PROBLEM STATEMENT –
Report each line of the material that contains the word "mirror", copying every such line in full.

PROVIDED RECORDS –
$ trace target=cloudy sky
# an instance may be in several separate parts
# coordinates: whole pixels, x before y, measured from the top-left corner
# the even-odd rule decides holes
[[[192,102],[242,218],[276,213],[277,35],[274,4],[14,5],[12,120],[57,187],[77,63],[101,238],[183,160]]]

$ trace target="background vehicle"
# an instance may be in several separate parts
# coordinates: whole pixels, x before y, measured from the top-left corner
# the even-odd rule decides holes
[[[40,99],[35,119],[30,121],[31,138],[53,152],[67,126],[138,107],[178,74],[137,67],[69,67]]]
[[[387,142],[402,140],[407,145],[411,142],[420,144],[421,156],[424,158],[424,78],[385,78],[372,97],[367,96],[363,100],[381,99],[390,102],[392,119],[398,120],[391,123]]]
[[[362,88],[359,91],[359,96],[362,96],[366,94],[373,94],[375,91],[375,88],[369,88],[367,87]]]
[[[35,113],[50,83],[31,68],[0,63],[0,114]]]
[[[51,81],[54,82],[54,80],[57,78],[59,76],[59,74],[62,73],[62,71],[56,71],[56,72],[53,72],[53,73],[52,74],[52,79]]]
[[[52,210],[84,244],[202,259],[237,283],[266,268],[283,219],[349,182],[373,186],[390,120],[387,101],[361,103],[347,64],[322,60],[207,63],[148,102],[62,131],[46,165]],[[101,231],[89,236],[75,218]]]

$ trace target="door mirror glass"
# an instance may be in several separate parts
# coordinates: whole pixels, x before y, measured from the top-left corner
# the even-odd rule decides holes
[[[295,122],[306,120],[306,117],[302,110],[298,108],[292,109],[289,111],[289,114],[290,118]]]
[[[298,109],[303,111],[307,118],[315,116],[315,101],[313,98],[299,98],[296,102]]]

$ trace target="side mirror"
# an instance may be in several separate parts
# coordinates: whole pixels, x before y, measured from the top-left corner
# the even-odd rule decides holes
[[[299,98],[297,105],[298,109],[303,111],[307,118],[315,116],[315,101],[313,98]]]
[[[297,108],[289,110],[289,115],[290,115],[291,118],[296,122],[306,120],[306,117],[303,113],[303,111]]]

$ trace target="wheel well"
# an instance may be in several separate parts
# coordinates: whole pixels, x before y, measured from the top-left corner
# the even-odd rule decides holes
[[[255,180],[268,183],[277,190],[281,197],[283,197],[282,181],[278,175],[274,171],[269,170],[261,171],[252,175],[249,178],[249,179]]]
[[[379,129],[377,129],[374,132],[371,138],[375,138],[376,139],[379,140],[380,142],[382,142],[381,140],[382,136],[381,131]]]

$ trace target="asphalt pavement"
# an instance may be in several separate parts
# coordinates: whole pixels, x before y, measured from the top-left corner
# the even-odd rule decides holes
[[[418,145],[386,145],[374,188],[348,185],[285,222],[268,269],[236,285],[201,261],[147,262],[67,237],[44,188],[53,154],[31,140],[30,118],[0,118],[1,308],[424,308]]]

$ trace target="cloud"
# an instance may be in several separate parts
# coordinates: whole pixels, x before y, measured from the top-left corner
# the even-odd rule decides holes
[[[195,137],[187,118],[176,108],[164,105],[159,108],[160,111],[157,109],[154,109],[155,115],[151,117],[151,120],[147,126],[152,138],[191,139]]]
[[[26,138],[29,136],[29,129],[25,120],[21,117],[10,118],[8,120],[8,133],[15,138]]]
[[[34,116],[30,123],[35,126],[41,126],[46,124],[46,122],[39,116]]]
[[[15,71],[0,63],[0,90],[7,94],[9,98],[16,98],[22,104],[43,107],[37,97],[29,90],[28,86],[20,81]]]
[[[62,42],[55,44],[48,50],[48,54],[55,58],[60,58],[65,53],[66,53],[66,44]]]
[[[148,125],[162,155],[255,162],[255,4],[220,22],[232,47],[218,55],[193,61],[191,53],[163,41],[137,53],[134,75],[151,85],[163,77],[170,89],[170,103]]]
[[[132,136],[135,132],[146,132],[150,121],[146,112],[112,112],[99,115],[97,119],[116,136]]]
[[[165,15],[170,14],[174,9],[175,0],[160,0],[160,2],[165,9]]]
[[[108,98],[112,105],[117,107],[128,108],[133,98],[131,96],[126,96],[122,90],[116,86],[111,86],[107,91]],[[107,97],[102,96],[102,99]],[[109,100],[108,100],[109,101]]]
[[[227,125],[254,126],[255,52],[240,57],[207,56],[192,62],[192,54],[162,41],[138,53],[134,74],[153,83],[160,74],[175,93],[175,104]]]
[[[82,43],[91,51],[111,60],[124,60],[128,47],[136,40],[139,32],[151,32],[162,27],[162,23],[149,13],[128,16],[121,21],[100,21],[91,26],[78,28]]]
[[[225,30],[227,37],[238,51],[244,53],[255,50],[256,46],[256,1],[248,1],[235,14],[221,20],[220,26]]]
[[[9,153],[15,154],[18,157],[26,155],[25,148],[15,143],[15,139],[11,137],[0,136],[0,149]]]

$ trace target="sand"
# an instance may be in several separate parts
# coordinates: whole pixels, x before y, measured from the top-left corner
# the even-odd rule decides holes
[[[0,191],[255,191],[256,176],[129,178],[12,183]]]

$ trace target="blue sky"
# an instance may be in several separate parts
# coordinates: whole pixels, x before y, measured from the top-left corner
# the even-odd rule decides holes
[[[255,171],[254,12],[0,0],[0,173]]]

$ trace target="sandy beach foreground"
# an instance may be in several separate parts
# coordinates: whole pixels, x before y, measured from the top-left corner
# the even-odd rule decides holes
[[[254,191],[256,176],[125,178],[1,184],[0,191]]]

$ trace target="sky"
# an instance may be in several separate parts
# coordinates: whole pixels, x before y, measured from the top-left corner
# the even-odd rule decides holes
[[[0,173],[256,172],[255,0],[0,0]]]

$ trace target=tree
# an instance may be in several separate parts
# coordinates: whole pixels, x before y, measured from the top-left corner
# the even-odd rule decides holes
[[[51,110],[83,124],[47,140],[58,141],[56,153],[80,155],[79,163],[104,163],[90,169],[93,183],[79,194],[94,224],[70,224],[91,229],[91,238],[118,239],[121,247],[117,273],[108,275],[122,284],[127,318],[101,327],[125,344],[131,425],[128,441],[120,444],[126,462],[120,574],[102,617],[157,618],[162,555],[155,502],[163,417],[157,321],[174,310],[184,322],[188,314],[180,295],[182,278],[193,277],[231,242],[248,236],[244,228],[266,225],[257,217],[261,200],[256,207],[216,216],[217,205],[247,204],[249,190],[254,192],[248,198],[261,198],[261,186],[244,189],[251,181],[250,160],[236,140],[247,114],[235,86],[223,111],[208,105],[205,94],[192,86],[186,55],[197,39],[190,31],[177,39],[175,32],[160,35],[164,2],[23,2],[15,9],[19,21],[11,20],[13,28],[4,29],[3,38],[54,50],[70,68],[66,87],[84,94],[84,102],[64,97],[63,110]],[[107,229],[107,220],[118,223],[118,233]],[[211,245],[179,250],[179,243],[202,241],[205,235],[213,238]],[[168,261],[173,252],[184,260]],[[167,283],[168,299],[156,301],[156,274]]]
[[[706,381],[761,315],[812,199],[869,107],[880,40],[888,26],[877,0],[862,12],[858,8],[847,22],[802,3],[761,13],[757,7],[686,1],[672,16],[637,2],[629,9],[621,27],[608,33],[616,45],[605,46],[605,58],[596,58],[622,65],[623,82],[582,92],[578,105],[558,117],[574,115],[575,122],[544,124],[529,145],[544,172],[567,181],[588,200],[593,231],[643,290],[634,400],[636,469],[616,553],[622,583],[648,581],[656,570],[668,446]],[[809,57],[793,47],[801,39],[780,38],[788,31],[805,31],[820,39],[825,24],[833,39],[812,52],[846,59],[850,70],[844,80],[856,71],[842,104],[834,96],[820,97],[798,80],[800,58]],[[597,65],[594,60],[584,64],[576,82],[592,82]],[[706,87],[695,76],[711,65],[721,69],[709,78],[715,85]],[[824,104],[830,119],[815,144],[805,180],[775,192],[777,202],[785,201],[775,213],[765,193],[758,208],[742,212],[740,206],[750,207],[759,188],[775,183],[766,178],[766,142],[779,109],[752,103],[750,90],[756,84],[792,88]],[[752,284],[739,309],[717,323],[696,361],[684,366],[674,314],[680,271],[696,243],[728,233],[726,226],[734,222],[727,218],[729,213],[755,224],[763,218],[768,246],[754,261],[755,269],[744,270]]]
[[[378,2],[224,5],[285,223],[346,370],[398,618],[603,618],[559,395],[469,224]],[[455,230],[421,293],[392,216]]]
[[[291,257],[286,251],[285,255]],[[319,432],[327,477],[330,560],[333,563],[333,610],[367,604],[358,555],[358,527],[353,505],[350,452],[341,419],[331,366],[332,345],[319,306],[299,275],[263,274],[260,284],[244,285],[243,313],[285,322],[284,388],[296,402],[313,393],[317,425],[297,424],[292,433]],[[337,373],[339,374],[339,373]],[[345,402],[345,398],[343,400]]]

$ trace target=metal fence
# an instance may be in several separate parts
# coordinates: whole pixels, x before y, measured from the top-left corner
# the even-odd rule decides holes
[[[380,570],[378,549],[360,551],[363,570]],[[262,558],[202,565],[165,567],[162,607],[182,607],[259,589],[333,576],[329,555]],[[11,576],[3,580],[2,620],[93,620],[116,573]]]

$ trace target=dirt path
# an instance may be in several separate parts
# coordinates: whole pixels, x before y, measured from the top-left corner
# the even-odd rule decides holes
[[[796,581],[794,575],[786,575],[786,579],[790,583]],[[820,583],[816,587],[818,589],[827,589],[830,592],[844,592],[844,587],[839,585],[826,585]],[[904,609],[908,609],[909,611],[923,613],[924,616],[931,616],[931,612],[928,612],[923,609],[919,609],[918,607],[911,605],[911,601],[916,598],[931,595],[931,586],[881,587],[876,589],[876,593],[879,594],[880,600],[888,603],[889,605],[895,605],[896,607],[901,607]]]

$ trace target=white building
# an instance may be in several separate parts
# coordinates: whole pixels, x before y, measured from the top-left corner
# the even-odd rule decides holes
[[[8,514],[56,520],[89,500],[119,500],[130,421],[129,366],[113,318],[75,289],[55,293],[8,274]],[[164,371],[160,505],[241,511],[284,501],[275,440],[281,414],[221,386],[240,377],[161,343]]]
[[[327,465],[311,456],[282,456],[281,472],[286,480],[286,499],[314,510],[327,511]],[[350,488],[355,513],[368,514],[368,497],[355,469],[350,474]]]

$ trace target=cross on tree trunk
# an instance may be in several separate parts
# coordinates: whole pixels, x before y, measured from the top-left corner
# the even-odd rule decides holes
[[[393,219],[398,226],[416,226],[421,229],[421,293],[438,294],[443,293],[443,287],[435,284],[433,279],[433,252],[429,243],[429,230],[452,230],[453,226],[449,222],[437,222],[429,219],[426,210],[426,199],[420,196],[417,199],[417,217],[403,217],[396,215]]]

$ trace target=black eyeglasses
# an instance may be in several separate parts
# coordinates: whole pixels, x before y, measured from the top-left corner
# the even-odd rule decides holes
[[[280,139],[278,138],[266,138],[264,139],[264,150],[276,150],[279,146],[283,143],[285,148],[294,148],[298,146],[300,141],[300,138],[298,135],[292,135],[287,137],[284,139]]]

THE ANSWER –
$ trace target="door mirror glass"
$ trace target="side mirror"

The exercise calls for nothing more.